Given request a:
Pick out each line of the rows below that contains the word "tree", and copy those lines.
___ Source excerpt
This all, of course, was a seminal idea that eventually expressed itself in the notion of a "living" Constitution. It also gives rise to the current idea that words must be "interpreted" in light of what they mean today. So, for example, what liberty meant to the Founders may not be a practical liberty today. It would not effectuate actual liberty by today's standards. He distinguishes between legal liberty and "effective" liberty. New conditions, he says, create the need for a new social organization.

He claims that "such a social order cannot be established by an unplanned and external convergence of the actions of separate individuals each of whom is bent on personal private advantage."

Dewey contends that the individual is "freed" by social planning. It obviously follows that social planning is the province of government. And expert government planners, not natural or inalienable rights, are the source of "effective" liberty.

Frank Goodnow, an earlier Progressive theorist, echoed similar references to history being the arbiter, the judge and jury of how society should be organized. He questions older notions of private rights. He says, in his essay "The American Conception of Liberty" (1916), "insistence on individual rights may have been a great advantage at a time when a social organization was not highly developed, it may become a menace when social rather than individual efficiency is the necessary prerequisite of progress. For social efficiency probably owes more to the common realization of social duties than to the general insistence on privileges based on individual private rights . . . the sphere of governmental action is continually widening and the actual content of individual private rights is being increasingly narrowed . . . The efficiency of the social group is taking on in our eyes a greater importance than it once had . . . We have come to the conclusion that man under modern conditions is primarily a member of society and that only as he recognizes his duties as a member of society can he secure the greatest opportunities as an individual."
______
___ Given records
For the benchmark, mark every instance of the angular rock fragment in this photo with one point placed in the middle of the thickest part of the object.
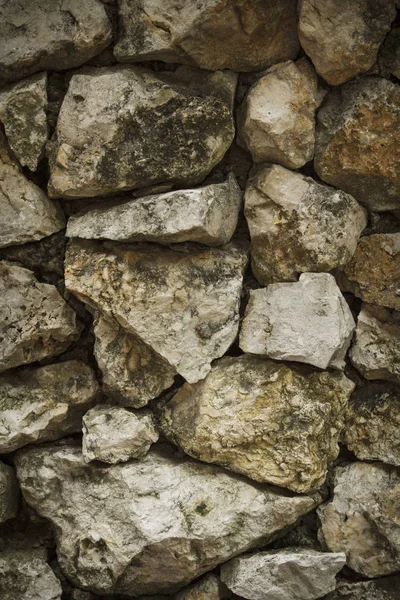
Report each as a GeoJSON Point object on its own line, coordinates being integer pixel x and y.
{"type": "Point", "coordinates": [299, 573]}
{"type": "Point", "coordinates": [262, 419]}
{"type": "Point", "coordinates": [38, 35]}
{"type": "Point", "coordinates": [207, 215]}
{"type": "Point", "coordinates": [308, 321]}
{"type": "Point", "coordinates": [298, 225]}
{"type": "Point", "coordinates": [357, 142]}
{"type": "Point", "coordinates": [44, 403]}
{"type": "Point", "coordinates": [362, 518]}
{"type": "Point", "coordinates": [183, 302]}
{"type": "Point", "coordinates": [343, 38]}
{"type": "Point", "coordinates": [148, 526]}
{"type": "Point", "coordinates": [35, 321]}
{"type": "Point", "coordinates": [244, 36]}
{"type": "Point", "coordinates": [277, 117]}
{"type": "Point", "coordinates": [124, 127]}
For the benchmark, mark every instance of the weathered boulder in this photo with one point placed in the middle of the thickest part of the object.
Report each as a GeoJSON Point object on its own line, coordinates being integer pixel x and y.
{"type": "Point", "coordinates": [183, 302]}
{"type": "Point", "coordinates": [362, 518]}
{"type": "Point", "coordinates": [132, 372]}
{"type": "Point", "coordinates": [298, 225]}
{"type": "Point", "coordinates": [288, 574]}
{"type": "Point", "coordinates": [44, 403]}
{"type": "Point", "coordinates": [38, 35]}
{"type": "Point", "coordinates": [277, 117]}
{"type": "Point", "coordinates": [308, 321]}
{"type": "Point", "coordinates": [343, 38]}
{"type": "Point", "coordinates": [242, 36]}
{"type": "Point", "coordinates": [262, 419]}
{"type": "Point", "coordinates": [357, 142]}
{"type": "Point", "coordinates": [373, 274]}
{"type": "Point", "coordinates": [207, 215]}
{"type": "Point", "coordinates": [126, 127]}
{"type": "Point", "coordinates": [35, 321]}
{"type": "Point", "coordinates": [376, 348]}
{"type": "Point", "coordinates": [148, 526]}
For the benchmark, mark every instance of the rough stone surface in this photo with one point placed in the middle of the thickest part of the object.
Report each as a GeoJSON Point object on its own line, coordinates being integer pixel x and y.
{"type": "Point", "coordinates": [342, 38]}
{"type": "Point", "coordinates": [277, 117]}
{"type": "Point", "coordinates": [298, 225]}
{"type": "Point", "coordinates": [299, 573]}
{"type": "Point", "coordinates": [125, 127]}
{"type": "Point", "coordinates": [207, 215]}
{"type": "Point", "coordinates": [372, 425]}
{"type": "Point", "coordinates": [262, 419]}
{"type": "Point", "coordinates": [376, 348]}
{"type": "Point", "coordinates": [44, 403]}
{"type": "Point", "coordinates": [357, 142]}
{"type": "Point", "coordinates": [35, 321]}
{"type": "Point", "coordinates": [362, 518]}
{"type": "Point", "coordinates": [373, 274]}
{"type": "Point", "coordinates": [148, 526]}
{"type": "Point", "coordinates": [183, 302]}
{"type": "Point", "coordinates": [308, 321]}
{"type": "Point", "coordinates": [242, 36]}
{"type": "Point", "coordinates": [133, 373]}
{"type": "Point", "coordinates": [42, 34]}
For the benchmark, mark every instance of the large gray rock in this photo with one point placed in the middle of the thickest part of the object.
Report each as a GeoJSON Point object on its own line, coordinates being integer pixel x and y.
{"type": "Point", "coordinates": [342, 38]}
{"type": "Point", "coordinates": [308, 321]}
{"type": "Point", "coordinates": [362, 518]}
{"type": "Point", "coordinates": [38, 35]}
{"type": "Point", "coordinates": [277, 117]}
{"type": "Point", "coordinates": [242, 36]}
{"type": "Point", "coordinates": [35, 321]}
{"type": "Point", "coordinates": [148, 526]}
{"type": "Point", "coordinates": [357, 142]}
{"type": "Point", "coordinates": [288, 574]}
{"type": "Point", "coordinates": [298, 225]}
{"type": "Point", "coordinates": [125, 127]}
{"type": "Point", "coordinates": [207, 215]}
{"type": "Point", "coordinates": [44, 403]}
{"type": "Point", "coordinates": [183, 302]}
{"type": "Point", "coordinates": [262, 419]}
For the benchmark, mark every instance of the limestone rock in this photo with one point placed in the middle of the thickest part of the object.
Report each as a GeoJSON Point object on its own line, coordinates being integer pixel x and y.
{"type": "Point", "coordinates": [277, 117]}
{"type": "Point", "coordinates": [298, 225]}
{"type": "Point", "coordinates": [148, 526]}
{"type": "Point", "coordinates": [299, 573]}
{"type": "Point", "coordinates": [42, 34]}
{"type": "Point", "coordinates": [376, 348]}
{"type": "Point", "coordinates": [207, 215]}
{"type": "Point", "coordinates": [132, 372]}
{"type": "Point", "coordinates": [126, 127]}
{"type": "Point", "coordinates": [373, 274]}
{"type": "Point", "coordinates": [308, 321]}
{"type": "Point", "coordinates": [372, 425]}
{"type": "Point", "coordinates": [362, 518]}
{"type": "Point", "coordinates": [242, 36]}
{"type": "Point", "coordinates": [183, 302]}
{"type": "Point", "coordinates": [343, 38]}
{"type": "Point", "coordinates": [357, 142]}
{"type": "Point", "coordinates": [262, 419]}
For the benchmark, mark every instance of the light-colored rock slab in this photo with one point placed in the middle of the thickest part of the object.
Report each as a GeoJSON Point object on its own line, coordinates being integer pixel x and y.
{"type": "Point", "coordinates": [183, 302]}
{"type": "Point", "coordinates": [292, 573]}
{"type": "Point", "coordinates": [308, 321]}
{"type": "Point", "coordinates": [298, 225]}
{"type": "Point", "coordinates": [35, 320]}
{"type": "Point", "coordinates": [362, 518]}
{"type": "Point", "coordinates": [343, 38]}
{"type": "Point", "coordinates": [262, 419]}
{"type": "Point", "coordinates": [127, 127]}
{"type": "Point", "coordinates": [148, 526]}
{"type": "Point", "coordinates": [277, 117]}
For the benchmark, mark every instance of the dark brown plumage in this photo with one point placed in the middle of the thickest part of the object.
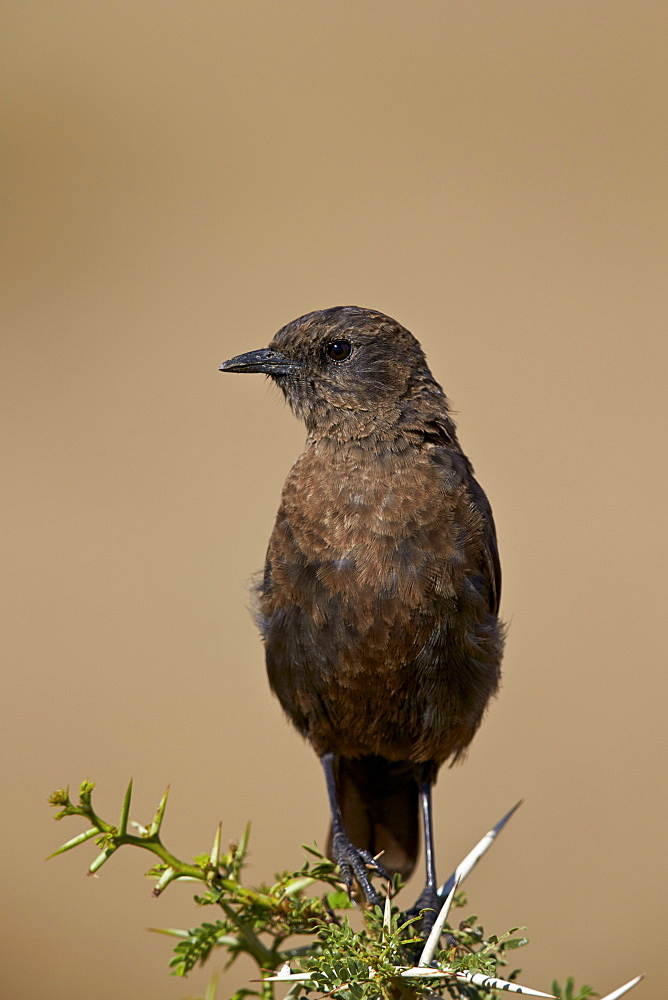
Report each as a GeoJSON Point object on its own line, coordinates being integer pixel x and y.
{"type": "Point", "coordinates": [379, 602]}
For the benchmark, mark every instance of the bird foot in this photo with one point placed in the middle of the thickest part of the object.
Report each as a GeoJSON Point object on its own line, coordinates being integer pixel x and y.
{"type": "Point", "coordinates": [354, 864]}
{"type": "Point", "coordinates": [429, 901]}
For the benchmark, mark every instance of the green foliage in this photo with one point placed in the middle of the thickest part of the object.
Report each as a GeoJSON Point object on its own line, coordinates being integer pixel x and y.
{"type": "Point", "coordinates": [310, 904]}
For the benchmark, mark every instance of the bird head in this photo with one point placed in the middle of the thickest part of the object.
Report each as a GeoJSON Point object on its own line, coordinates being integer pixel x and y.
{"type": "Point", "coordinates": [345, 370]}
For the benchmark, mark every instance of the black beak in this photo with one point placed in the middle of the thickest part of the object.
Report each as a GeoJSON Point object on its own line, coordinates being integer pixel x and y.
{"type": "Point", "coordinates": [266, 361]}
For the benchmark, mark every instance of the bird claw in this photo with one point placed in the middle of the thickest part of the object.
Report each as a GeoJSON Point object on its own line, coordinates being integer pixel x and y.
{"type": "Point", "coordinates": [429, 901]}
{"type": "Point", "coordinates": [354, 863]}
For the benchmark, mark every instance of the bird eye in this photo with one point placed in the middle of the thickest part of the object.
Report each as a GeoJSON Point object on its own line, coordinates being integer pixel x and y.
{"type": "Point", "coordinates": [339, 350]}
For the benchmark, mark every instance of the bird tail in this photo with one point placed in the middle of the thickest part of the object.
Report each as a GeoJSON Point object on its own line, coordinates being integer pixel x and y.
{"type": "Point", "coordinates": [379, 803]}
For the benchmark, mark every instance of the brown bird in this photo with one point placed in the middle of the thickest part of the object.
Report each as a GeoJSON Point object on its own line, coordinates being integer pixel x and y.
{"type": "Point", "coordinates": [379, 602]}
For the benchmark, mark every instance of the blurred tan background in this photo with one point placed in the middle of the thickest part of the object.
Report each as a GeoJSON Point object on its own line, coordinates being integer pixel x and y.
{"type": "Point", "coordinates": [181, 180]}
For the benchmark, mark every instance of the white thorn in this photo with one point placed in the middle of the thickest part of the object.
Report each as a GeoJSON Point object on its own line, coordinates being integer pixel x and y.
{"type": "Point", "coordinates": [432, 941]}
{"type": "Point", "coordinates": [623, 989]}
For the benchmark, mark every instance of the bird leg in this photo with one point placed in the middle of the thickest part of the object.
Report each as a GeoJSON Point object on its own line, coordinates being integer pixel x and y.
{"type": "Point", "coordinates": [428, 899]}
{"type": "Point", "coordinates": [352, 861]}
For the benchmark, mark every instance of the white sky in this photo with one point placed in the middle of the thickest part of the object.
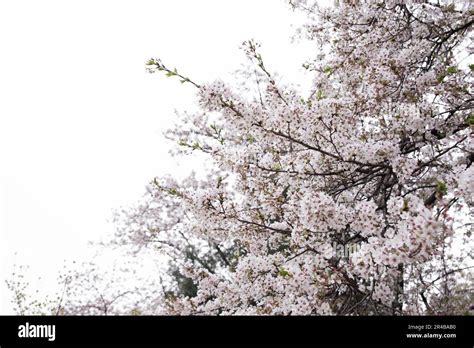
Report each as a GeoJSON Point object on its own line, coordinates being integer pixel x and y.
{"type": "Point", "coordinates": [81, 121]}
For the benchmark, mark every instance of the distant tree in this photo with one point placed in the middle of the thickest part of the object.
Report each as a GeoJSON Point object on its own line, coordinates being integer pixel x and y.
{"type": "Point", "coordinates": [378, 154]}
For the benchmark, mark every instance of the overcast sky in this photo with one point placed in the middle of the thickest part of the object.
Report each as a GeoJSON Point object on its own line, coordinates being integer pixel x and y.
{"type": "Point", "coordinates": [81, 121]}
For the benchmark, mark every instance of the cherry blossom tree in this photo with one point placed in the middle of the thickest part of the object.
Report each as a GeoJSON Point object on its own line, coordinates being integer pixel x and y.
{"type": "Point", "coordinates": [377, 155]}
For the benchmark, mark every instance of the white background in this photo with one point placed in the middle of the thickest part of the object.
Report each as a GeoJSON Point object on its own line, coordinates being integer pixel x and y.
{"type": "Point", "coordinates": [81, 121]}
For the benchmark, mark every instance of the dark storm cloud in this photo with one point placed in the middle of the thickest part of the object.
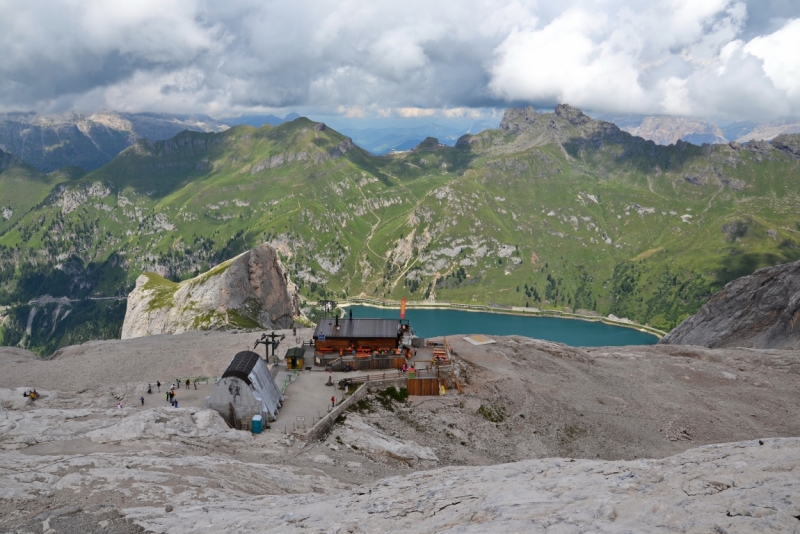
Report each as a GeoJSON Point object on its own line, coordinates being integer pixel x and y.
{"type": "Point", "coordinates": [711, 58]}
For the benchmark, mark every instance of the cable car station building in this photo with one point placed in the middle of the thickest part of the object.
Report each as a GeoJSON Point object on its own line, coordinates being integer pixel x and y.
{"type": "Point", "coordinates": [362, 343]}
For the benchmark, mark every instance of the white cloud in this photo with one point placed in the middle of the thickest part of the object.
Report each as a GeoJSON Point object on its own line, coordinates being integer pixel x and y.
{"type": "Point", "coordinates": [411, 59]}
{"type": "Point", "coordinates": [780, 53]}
______
Given request b:
Transcribe the excerpt on Progressive ideas of liberty in full, word for word.

Written reply a:
For the benchmark, mark every instance of the distant tree in this photo with one point placed in the middle of the thickest part of the object.
For the benchmark, mark every instance of the cherry blossom tree in this photo with one point placed in the middle of the thickest part of the object.

Written reply b:
This all, of course, was a seminal idea that eventually expressed itself in the notion of a "living" Constitution. It also gives rise to the current idea that words must be "interpreted" in light of what they mean today. So, for example, what liberty meant to the Founders may not be a practical liberty today. It would not effectuate actual liberty by today's standards. He distinguishes between legal liberty and "effective" liberty. New conditions, he says, create the need for a new social organization.

He claims that "such a social order cannot be established by an unplanned and external convergence of the actions of separate individuals each of whom is bent on personal private advantage."

Dewey contends that the individual is "freed" by social planning. It obviously follows that social planning is the province of government. And expert government planners, not natural or inalienable rights, are the source of "effective" liberty.

Frank Goodnow, an earlier Progressive theorist, echoed similar references to history being the arbiter, the judge and jury of how society should be organized. He questions older notions of private rights. He says, in his essay "The American Conception of Liberty" (1916), "insistence on individual rights may have been a great advantage at a time when a social organization was not highly developed, it may become a menace when social rather than individual efficiency is the necessary prerequisite of progress. For social efficiency probably owes more to the common realization of social duties than to the general insistence on privileges based on individual private rights . . . the sphere of governmental action is continually widening and the actual content of individual private rights is being increasingly narrowed . . . The efficiency of the social group is taking on in our eyes a greater importance than it once had . . . We have come to the conclusion that man under modern conditions is primarily a member of society and that only as he recognizes his duties as a member of society can he secure the greatest opportunities as an individual."